Process for the adsorption of nitrogen from gas mixtures by means of pressure swing adsorption with zeolites

In the pressure swing adsorption of nitrogen from gas mixtures with less polar gas components at temperatures of between 20.degree. and 50.degree. C., wherein the gas mixture is passed through an adsorber which is filled with packings of zeolite pellets and has an inlet zone and an outlet zone, the improvement which comprises providing at least two packings in the adsorber, a packing of Li-zeolite X in the inlet zone of the adsorber and a packing of at least one of Ca-zeolite A and Ca-zeolite X in the outlet zone of the adsorber.

BACKGROUND OF THE INVENTION 
1. Field of the Invention 
The present invention relates to an improved pressure swing adsorption 
process for the adsorption of nitrogen from gas mixtures with zeolite 
pellets.

:: Data excerpt ::
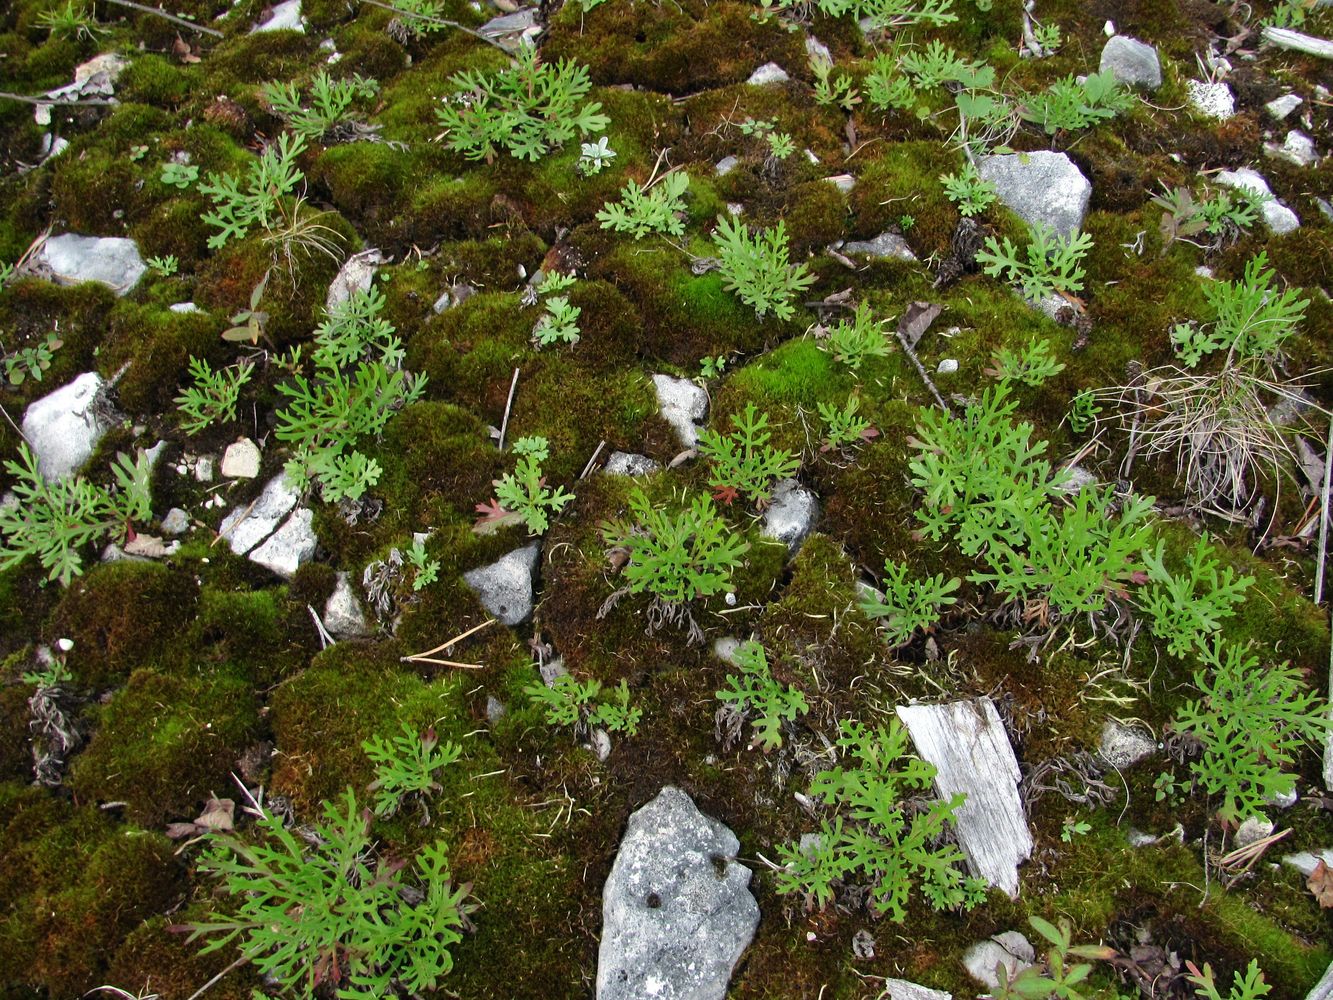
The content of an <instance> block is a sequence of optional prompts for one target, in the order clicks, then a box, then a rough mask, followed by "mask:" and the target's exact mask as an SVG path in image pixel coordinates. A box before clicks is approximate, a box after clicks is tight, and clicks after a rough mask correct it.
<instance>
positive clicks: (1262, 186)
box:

:: Task prompt ::
Retype the part of the nitrogen adsorption passage that begins at the words "Process for the adsorption of nitrogen from gas mixtures by" and stops after "of the adsorber.". The data has no connection to the nitrogen adsorption passage.

:: Finished task ::
Process for the adsorption of nitrogen from gas mixtures by means of pressure swing adsorption with zeolites

In the pressure swing adsorption of nitrogen from gas mixtures with less polar gas components at temperatures of between 20.degree. and 50.degree. C., wherein the gas mixture is passed through an adsorber which is filled with packings of zeolite pellets and has an inlet zone and an outlet zone, the improvement which comprises providing at least two packings in the adsorber, a packing of Li-zeolite X in the inlet zone of the adsorber and a packing of at least one of Ca-zeolite A and Ca-zeolite X in the outlet zone of the adsorber.